Sevgili dostlarım, ben Çerkes terbiyesi ile
mayalandım. Askeri disiplinle oluştum. Bilimle yoldaş oldum. İnsan
aklı ve insan diliyle yaşamaya çalışıyorum. Doyduğum ve bulunduğum
Türkiye Cumhuriyeti’nde ulu önder Mustafa Kemal Atatürk’ün
tanımladığı bir yurttaş olarak, onurlu ve geleceğe onun
hedeflediği, uygar dünyanın bir parçası ve hatta onun üstüne
çıkma, ideali ile yaşıyorum. Birileri bu tanımlamaya da elbette ki
kızacak. ”Hani Çerkes’tin, nerde Kafkasya?” diye.
Evet Kafkasya; yani
anavatanımız, orasıdır. Onu unutarak, yurtsever olunmaz.
Orası için; Kim ne yapabiliyorsa, Kim oraya gidebiliyorsa
ve gidebilenlere saygı duyuyorsa, Kim onların aleyhine
konuşmuyorsa ve orasının
iç işlerine karışmıyorsa, Kim onlara dil birliği nasihatın da
bulunmuyorsa,
Çerkesliğe hizmet ediyorsun demektir.

**Görevler:**
1 > Çerkeslik üzerine metinde "Evet Kafkasya; yani" sözlerinden "hizmet ediyorsun demektir." sözlerine kadar olan kısmı hiç değiştirmeden yazın.
2 > Çerkeslik üzerine metni kaldığı yerden sürdürün.
Bu metinden sonra gelen veriler, Çerkeslik üzerine metinden bağımsız bir malzemedir.

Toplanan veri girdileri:

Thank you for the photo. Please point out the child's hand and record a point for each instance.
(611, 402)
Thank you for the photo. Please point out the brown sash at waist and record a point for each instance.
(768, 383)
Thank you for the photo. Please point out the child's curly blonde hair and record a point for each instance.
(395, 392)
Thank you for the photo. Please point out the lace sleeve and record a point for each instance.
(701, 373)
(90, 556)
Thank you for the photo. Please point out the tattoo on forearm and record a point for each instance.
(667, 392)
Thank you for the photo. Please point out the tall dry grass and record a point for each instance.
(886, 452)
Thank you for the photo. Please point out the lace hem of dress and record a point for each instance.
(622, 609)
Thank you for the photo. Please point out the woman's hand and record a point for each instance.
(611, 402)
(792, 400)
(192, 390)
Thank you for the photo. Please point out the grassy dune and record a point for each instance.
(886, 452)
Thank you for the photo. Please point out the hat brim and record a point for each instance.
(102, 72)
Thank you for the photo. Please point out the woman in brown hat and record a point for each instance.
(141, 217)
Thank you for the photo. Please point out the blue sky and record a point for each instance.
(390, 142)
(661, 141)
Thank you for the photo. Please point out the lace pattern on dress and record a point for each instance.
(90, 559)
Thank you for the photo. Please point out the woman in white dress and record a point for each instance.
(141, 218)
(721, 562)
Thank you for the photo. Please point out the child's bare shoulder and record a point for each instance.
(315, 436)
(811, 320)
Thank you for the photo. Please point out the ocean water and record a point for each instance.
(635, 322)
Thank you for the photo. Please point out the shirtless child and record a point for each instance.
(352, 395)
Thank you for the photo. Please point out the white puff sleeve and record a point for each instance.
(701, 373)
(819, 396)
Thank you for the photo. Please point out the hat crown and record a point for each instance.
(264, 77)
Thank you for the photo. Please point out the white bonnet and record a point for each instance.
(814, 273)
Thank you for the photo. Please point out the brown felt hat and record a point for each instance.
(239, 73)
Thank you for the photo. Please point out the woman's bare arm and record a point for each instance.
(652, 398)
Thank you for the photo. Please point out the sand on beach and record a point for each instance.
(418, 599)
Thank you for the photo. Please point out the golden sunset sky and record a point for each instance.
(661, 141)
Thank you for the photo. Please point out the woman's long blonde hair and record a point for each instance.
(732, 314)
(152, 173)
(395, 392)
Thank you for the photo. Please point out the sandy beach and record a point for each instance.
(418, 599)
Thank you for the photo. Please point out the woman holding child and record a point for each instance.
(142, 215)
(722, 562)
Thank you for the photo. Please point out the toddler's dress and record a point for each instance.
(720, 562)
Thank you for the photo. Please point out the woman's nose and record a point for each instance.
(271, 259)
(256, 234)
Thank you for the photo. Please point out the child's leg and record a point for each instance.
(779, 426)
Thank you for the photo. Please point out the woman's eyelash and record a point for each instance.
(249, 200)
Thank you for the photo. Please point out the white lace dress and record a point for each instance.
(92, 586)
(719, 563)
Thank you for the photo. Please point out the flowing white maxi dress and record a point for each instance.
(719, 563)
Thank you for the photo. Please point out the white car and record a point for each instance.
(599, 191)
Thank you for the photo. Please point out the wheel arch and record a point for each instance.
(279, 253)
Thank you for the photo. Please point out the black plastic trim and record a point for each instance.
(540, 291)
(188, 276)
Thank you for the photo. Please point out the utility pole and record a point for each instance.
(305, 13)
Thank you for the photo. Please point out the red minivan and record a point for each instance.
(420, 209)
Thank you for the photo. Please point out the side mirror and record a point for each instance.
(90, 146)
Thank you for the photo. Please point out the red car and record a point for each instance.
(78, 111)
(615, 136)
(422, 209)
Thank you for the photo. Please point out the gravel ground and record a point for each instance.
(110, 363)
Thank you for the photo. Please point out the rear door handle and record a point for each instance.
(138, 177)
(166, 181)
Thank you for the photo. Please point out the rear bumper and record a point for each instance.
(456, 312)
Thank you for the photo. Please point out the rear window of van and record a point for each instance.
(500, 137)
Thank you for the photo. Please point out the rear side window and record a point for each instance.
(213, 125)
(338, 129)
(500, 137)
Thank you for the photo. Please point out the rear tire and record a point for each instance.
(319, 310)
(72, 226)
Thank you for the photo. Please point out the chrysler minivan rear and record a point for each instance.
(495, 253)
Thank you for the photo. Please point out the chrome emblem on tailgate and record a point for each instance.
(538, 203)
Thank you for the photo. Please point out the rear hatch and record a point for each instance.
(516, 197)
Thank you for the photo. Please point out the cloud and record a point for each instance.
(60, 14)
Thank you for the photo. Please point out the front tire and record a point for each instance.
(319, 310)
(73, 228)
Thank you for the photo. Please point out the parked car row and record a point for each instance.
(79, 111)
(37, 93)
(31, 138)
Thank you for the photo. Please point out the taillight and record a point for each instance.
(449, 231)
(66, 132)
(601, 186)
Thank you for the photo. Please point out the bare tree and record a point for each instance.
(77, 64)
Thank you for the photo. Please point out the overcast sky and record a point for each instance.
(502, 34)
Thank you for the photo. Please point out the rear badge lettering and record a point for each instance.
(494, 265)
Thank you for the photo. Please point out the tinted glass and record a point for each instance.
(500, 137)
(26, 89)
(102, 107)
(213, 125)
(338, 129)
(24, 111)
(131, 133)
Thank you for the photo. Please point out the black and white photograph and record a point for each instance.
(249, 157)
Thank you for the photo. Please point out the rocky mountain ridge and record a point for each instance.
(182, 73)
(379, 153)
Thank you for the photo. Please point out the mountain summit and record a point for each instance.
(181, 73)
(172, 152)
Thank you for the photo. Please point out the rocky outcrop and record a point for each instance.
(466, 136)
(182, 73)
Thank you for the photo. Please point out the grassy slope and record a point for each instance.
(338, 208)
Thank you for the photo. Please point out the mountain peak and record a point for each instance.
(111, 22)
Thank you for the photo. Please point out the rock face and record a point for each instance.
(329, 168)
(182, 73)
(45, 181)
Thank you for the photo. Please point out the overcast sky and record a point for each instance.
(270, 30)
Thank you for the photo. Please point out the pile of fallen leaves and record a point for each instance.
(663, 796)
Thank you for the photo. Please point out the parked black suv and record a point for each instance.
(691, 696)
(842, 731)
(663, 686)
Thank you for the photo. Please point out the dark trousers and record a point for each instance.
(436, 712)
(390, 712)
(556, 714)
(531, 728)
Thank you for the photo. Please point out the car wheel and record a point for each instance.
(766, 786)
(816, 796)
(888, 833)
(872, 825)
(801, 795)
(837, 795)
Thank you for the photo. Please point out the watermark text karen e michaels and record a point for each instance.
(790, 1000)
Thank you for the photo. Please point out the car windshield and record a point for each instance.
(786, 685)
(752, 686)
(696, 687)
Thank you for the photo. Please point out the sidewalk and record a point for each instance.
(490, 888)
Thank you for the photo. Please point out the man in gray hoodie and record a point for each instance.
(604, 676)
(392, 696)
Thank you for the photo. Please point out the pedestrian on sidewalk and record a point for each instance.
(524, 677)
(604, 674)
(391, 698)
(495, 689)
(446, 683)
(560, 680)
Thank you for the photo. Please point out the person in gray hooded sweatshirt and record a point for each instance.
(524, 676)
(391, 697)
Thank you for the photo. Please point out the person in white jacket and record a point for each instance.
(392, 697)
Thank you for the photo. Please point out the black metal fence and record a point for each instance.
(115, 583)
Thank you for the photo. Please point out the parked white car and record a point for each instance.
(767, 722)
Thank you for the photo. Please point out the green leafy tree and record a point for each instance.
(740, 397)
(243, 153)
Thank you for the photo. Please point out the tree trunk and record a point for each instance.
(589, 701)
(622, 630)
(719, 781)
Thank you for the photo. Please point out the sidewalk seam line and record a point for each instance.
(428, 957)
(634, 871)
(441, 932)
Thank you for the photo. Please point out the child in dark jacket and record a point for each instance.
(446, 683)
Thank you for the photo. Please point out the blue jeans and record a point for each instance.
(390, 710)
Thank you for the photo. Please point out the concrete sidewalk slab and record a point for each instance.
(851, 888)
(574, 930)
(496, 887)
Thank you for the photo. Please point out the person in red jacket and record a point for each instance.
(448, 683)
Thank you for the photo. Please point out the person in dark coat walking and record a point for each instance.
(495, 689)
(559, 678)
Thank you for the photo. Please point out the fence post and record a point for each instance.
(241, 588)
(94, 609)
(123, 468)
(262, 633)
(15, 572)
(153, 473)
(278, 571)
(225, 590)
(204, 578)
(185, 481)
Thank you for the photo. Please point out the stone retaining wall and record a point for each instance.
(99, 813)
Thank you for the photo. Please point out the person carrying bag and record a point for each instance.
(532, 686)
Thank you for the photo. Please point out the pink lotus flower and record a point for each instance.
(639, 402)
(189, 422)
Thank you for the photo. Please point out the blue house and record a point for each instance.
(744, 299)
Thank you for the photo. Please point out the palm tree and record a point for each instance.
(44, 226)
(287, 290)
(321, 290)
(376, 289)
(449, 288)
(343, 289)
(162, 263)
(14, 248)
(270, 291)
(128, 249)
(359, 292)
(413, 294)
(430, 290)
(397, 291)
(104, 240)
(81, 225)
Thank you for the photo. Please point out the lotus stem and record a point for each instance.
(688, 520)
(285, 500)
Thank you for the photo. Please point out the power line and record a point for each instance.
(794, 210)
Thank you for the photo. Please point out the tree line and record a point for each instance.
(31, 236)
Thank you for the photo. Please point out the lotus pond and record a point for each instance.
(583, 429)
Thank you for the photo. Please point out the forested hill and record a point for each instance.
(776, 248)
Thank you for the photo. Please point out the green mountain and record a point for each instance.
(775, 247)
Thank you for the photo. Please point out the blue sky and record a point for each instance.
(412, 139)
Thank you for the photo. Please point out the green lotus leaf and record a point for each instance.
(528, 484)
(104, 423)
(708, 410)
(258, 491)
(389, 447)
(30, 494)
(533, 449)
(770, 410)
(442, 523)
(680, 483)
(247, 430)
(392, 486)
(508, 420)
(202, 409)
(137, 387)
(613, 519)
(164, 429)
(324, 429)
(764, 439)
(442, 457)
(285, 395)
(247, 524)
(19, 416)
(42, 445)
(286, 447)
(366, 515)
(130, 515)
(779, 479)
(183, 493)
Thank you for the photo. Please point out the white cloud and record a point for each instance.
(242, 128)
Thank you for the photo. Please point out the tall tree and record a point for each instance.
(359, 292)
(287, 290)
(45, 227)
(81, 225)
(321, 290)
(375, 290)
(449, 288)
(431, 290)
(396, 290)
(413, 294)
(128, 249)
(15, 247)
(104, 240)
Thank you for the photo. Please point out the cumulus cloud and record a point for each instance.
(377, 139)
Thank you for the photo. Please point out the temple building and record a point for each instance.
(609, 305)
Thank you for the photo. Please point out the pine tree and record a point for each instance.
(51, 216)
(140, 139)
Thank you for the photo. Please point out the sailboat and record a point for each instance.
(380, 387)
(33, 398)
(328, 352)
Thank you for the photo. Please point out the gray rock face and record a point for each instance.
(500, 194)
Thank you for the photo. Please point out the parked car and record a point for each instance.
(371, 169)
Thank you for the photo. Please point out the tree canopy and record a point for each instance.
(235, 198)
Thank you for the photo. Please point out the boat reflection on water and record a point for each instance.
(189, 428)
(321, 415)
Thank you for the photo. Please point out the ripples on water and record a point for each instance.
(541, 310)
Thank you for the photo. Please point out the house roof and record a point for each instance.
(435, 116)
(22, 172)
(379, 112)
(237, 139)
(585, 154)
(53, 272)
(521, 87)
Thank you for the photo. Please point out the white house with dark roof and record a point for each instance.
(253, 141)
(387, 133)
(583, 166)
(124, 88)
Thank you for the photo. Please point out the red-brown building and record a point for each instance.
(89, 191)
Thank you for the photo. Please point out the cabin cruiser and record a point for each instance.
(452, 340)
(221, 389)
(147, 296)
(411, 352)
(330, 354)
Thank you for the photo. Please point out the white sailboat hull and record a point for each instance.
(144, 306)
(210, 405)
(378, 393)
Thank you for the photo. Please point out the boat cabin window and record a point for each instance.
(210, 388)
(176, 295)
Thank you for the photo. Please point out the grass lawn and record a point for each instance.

**Cevap listesi:**
1 >
Evet Kafkasya; yani
anavatanımız, orasıdır. Onu unutarak, yurtsever olunmaz.
Orası için; Kim ne yapabiliyorsa, Kim oraya gidebiliyorsa
ve gidebilenlere saygı duyuyorsa, Kim onların aleyhine
konuşmuyorsa ve orasının
iç işlerine karışmıyorsa, Kim onlara dil birliği nasihatın da
bulunmuyorsa,
Çerkesliğe hizmet ediyorsun demektir.

2 >
Bazı konuları
eleştirmeyecek miyiz ? Evet, eleştirmeyeceksin. Çünkü
eleştirebilmen için oraya maddi ve manevi katkı sağlamış olman
gerekiyor. Aidiyetine saygısı olmayanın ve aidiyetini herhangi bir
nedenle reddeden bir insanın bir başka aidiyete yararı
olabileceğine de inanmıyorum.
Sevgili dostlarım, lütfen
söylediklerimi ve yazdıklarımı bir yerlere çekmeyin ve niyet
okumayın. Ne yazıyorsam, içten ve samimiyetle yazıyorum. Ama
öğrenmek istediklerimi ve öğrendiklerimi paylaşmak istiyorum. Zira
paylaşımın her türlüsü güzeldir. Ve böyle inanıyorum.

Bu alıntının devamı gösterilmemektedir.